Molecular population genetic analysis. More...

#include <Sequence/PolySNP.hpp>

Public Member Functions
	PolySNP (const Sequence::PolyTable *data, bool haveOutgroup=false, unsigned outgroup=0, bool totMuts=true)

	PolySNP (const PolySNP &)=delete

PolySNP &	operator= (const PolySNP &)=delete

virtual double	ThetaPi (void) const

virtual double	ThetaW (void) const

virtual double	ThetaH (void) const

virtual double	ThetaL (void) const

double	VarPi (void) const

double	StochasticVarPi (void) const

double	SamplingVarPi (void) const

double	VarThetaW (void) const

unsigned	NumPoly (void) const

virtual unsigned	NumMutations (void) const

virtual unsigned	NumSingletons (void) const

virtual unsigned	NumExternalMutations (void) const

virtual double	TajimasD (void) const

virtual double	Hprime (const bool &likeThorntonAndolfatto=false) const

virtual double	Dnominator (void) const

virtual double	FuLiD (void) const

virtual double	FuLiF (void) const

virtual double	FuLiDStar (void) const

virtual double	FuLiFStar (void) const

double	DandVH (void) const

unsigned	DandVK (void) const

virtual double	WallsB (void) const

virtual unsigned	WallsBprime (void) const

virtual double	WallsQ (void) const

double	HudsonsC (void) const

virtual unsigned	Minrec (void) const

std::vector< PairwiseLDstats >	Disequilibrium (const unsigned &mincount=1, const double &max_marker_distance=std::numeric_limits< double >::max()) const

Protected Member Functions
void	DepaulisVeuilleStatistics (void) const

virtual void	WallStats (void) const

double	a_sub_n (void) const

double	a_sub_n_plus1 (void) const

double	b_sub_n (void) const

double	b_sub_n_plus1 (void) const

double	c_sub_n (void) const

double	d_sub_n (void) const

Protected Attributes
std::unique_ptr< _PolySNPImpl >	rep

Detailed Description

Molecular population genetic analysis.

◆ **What the exercise asks**
According to the PolySNP reference page, which header file must be included to use the class? The records have no role in this.

◆ **Material supplied**
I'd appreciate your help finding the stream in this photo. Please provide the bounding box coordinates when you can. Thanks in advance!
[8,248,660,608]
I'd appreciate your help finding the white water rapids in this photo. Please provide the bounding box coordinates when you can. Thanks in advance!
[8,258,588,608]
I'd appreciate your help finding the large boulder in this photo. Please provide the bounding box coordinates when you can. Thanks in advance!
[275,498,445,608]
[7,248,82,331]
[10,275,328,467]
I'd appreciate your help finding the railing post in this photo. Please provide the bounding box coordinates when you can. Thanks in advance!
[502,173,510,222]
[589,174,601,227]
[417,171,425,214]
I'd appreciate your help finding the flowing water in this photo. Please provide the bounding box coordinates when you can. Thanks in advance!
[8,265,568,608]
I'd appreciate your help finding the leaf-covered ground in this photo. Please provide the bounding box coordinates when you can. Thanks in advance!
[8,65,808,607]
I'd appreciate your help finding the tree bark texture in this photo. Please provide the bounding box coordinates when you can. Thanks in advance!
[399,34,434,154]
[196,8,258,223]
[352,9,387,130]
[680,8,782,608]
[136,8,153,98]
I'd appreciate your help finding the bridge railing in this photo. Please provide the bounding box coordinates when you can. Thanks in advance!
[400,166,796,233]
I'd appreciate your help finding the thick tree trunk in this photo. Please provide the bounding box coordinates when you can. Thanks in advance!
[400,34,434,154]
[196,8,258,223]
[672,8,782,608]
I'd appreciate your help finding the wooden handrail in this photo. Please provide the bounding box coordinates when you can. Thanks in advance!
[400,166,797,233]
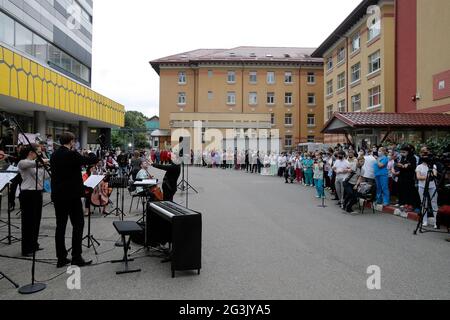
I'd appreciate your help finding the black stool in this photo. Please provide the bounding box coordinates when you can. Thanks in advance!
[111,221,142,274]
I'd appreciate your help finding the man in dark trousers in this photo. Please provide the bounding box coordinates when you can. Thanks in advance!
[152,153,181,201]
[50,132,98,268]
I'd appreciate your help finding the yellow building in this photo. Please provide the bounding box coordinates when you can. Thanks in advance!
[0,5,125,148]
[150,47,323,150]
[312,0,396,143]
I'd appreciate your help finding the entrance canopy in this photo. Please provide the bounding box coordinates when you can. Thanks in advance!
[322,113,450,134]
[322,113,450,145]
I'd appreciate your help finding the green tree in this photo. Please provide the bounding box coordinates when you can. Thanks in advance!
[112,111,150,150]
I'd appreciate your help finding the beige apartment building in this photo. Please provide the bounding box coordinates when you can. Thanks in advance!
[150,47,324,151]
[313,0,396,143]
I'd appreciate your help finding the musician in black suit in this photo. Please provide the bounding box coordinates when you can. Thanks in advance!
[50,132,98,268]
[152,153,181,201]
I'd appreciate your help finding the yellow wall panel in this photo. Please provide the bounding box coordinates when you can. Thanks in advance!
[0,63,10,96]
[27,75,37,103]
[0,46,124,126]
[3,48,14,66]
[14,53,22,69]
[17,71,28,100]
[22,59,31,73]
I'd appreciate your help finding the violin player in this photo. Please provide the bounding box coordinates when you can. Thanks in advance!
[50,132,98,268]
[18,144,49,257]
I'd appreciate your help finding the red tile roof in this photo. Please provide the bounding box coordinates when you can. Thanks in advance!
[323,112,450,133]
[150,47,323,72]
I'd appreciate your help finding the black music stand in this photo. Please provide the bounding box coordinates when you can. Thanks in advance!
[0,171,21,245]
[105,177,128,221]
[0,271,19,289]
[82,175,105,255]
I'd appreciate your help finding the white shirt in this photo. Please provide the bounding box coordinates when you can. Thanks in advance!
[278,157,287,168]
[333,159,350,179]
[416,163,437,189]
[363,155,377,179]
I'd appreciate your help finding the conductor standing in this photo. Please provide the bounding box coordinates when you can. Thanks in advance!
[50,132,98,268]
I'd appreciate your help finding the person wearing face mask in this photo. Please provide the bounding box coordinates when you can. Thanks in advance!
[18,145,49,257]
[333,151,351,207]
[302,154,314,187]
[395,146,419,209]
[374,148,391,206]
[50,132,98,268]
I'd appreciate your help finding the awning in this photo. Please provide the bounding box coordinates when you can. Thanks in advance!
[322,112,450,134]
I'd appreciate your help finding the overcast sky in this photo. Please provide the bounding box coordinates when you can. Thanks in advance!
[92,0,361,117]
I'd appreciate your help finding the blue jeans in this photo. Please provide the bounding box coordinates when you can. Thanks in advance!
[314,179,325,198]
[305,170,314,186]
[375,176,391,206]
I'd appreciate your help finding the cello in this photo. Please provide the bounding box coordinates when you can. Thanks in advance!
[90,171,113,214]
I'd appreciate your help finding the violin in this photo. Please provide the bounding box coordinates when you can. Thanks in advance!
[91,176,113,208]
[0,150,18,161]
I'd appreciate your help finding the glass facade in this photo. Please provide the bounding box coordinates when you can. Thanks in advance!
[0,12,91,84]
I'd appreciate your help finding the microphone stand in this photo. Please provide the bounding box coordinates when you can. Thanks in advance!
[6,117,52,294]
[19,159,47,294]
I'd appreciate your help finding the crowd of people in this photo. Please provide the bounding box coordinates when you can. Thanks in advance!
[191,144,448,228]
[0,134,449,266]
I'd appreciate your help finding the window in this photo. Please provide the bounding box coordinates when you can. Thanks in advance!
[178,71,186,84]
[337,72,345,90]
[327,105,334,120]
[284,71,293,84]
[250,71,258,84]
[32,34,47,63]
[248,92,258,106]
[352,33,361,52]
[352,62,361,83]
[61,52,72,72]
[0,12,14,46]
[267,92,275,105]
[327,80,333,96]
[369,51,381,74]
[227,71,236,83]
[308,72,316,84]
[308,93,316,106]
[178,92,186,106]
[338,100,347,112]
[338,47,345,63]
[284,92,293,105]
[367,17,381,41]
[284,136,292,148]
[327,57,333,70]
[307,114,316,127]
[369,86,381,108]
[284,113,292,126]
[227,91,236,105]
[267,71,275,84]
[15,23,33,55]
[352,94,361,112]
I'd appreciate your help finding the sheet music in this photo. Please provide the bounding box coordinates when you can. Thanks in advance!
[0,166,19,190]
[134,179,158,186]
[84,175,105,189]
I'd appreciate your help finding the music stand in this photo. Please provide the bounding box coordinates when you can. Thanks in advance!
[105,177,128,221]
[82,175,105,255]
[0,166,20,245]
[0,271,19,289]
[129,179,158,256]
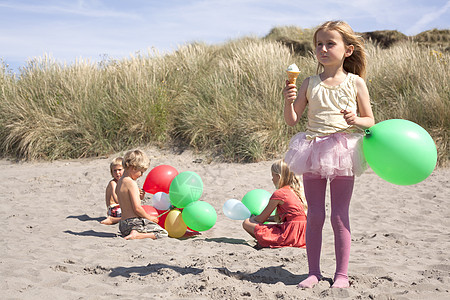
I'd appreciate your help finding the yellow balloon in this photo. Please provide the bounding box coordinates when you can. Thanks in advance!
[164,209,187,238]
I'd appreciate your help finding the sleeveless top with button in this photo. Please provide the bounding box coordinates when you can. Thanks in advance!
[306,73,358,140]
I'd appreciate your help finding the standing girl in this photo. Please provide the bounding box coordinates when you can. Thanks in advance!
[242,160,307,248]
[283,21,374,288]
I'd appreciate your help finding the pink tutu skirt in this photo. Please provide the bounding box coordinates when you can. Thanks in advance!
[284,132,367,180]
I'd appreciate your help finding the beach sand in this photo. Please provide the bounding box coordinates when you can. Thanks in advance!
[0,148,450,299]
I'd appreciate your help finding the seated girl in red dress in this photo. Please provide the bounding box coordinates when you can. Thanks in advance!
[242,160,307,248]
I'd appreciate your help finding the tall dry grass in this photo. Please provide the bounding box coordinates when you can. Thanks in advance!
[0,32,450,164]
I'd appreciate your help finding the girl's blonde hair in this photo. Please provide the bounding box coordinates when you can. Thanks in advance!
[314,21,367,78]
[123,149,150,172]
[271,159,308,210]
[109,157,123,176]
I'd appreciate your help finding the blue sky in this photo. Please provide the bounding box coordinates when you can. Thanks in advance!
[0,0,450,69]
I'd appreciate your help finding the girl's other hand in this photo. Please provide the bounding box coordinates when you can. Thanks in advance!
[341,109,357,125]
[283,80,297,103]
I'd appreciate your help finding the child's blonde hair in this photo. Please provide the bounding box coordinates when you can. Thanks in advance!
[314,21,367,78]
[109,157,123,177]
[123,149,150,172]
[271,159,308,210]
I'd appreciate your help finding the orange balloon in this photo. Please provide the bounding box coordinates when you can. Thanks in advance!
[164,209,187,238]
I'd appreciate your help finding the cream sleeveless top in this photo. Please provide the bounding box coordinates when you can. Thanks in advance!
[306,73,358,140]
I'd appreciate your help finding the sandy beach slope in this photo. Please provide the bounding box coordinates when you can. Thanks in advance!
[0,148,450,299]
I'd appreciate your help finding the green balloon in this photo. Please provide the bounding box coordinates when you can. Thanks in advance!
[242,189,272,216]
[169,171,203,208]
[363,119,437,185]
[181,201,217,231]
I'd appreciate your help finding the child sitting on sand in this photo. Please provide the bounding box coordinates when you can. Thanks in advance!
[100,157,123,225]
[242,160,307,248]
[116,150,168,240]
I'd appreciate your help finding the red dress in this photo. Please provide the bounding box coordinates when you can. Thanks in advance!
[254,186,306,248]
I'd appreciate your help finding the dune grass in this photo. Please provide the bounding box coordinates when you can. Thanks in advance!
[0,28,450,165]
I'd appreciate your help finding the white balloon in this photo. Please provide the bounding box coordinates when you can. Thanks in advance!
[222,199,251,220]
[152,192,170,210]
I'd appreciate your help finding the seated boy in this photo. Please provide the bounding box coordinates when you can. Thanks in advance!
[116,150,168,240]
[100,157,123,225]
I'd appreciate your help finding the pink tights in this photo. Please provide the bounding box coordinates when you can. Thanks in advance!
[298,173,355,288]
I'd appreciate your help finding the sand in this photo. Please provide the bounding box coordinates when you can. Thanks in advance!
[0,148,450,299]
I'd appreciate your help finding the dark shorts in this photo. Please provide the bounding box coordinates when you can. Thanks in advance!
[119,218,168,239]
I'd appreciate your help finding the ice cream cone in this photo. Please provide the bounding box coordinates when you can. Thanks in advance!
[286,71,300,84]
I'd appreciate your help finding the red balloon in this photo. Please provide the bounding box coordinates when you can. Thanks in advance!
[142,205,160,222]
[157,209,169,228]
[143,165,178,194]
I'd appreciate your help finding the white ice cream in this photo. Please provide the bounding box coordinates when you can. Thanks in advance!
[286,64,300,72]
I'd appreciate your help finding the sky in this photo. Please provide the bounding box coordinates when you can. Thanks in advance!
[0,0,450,71]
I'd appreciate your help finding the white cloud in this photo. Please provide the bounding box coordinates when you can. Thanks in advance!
[0,0,450,71]
[407,1,450,34]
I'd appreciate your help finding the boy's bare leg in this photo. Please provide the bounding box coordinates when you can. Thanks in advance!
[100,216,120,225]
[125,230,156,240]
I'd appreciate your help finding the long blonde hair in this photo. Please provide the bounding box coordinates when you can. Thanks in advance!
[271,159,308,210]
[314,21,367,78]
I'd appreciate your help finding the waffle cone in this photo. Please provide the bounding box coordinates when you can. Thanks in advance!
[286,71,300,84]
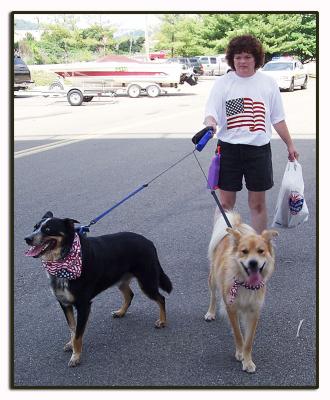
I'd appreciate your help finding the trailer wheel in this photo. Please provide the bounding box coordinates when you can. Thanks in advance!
[127,85,141,98]
[48,80,64,92]
[146,85,160,97]
[84,96,94,103]
[67,89,84,106]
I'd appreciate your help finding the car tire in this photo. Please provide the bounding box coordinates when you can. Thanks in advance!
[67,89,84,106]
[127,85,141,99]
[48,81,64,92]
[84,96,94,103]
[288,78,294,92]
[301,75,308,89]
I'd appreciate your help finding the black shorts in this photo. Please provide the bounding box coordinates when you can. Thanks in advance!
[218,140,274,192]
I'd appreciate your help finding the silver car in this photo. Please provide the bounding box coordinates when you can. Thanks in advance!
[262,57,308,92]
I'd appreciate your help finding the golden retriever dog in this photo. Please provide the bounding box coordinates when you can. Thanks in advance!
[204,212,278,372]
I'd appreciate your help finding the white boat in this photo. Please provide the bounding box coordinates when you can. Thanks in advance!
[47,56,197,105]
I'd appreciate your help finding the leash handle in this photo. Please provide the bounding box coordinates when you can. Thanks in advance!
[196,129,213,151]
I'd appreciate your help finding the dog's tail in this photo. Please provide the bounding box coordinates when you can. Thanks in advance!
[159,264,173,293]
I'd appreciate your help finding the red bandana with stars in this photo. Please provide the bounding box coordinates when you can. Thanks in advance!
[42,233,82,280]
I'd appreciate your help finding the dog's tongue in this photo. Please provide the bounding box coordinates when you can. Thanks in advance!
[246,272,262,286]
[25,245,43,257]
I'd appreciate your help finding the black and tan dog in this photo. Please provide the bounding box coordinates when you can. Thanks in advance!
[25,211,172,367]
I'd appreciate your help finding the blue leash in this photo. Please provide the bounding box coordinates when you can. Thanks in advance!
[77,129,231,234]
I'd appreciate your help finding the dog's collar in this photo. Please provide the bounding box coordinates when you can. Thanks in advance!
[42,233,82,280]
[229,279,265,304]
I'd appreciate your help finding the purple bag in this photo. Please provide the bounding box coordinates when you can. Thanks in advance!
[207,146,221,190]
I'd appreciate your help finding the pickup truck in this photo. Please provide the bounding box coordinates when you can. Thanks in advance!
[14,55,34,91]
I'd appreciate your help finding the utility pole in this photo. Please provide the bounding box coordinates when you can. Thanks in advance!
[144,14,150,61]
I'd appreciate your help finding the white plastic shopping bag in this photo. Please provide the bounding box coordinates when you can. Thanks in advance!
[272,160,309,228]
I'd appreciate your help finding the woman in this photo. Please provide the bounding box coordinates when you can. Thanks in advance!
[204,35,299,233]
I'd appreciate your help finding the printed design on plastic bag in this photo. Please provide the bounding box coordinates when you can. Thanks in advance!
[289,191,304,215]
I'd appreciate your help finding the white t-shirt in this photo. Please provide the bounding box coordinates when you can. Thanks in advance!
[205,71,285,146]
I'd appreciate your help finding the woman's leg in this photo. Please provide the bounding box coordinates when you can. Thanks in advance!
[248,191,267,234]
[214,189,236,222]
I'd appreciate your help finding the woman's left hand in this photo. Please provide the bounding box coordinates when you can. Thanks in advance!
[288,145,299,161]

◆ **Response to the exercise**
Sequence/PolySNP.hpp